◆ RECORDED INFORMATION:
--- Begin ---

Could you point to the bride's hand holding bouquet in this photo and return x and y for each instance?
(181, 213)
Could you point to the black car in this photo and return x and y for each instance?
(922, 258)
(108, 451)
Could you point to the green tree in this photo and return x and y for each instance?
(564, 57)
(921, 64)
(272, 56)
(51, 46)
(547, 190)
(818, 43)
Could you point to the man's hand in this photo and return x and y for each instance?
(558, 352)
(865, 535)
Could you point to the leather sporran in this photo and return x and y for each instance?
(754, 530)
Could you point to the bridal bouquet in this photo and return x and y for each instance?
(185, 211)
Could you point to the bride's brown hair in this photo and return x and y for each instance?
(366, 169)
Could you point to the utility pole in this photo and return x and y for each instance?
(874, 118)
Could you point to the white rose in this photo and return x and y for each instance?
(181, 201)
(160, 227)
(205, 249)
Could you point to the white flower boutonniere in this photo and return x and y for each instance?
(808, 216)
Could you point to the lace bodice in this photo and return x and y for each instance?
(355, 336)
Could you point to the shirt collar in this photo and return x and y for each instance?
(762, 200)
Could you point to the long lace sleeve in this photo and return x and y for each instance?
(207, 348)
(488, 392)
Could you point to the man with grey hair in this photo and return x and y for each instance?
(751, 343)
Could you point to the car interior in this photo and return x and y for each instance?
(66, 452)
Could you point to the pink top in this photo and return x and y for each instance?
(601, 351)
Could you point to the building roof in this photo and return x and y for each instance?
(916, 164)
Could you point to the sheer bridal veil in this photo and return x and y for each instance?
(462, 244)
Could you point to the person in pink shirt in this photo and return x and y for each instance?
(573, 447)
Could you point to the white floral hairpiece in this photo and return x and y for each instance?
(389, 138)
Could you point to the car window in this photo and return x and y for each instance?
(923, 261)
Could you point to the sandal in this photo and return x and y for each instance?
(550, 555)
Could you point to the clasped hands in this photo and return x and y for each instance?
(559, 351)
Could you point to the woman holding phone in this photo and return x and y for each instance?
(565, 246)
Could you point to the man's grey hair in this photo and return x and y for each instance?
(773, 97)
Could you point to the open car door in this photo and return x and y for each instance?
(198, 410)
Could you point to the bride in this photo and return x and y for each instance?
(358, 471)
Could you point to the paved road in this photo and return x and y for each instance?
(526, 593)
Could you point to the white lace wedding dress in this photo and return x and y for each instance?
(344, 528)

--- End ---

◆ CHALLENGE: All entries shown above should be printed again exactly.

◆ THE REPLY:
Could you point to the bride's hand holding bouquet in this photo and return x and y for each instance?
(181, 213)
Could you point to the black car in this photo and return x and y for each instance?
(922, 258)
(108, 451)
Could you point to the green tree in this photo and return x and y for each instance?
(564, 57)
(921, 64)
(272, 56)
(51, 46)
(547, 190)
(818, 43)
Could you point to the man's hand in this photo and return x and y for each instance?
(558, 352)
(865, 535)
Could you point to the leather sporran in this photo and return x and y for each instance?
(754, 530)
Could you point to the bridal bouquet in this photo and return x and y for each instance?
(185, 211)
Could you point to the bride's brown hair in this photo and return x and y for each instance?
(366, 169)
Could you point to the utility pole in this photo and return x and y for each instance?
(874, 118)
Could you point to the white rose in this photo and return x and y for each instance?
(181, 201)
(160, 227)
(205, 249)
Could you point to the white flower boutonniere in this photo and return x and y for each instance?
(808, 216)
Could you point to the lace bodice in this photo and return x and y for each instance?
(355, 336)
Could you point to the shirt collar in this photo and return x and y for each instance?
(762, 200)
Could you point to the long lace sleeve in this photo and return x and y for each instance?
(207, 348)
(488, 392)
Could you point to the man with grey hair in this photo and return x and y for each instance?
(751, 343)
Could you point to the car interior in this photo and return x and y for each instance?
(66, 452)
Could you point to the pink top in this photo and return x and y for each instance?
(601, 351)
Could you point to the building roof in this photo and return x and y for each instance?
(916, 164)
Could you point to the sheer bridal veil in this photo and return x and y for each instance?
(462, 244)
Could you point to the person in pink shirt in this photo and return x and y for each instance?
(573, 447)
Could you point to the white floral hairpiece in this photo and return x and y for each instance?
(389, 138)
Could you point to the car window in this photo and return x and y for each instance?
(923, 261)
Could you point to the sandal in this photo and return x and y for each instance?
(550, 555)
Could you point to the clasped hands in this photo and return x and y for each instance?
(559, 351)
Could you point to the woman holding phone in this photo and return x and y for each instance?
(565, 246)
Could you point to the man's grey hair in this photo and return x and y for each instance?
(773, 97)
Could you point to the open car door in this photo and return x and y for each instance?
(198, 410)
Could you point to the bride in this photo and return x and y for each instance?
(358, 471)
Could you point to the paved road in this photo and return x and y for each instance?
(526, 593)
Could you point to the white lace wedding dress in this photo and return x and y for each instance?
(344, 528)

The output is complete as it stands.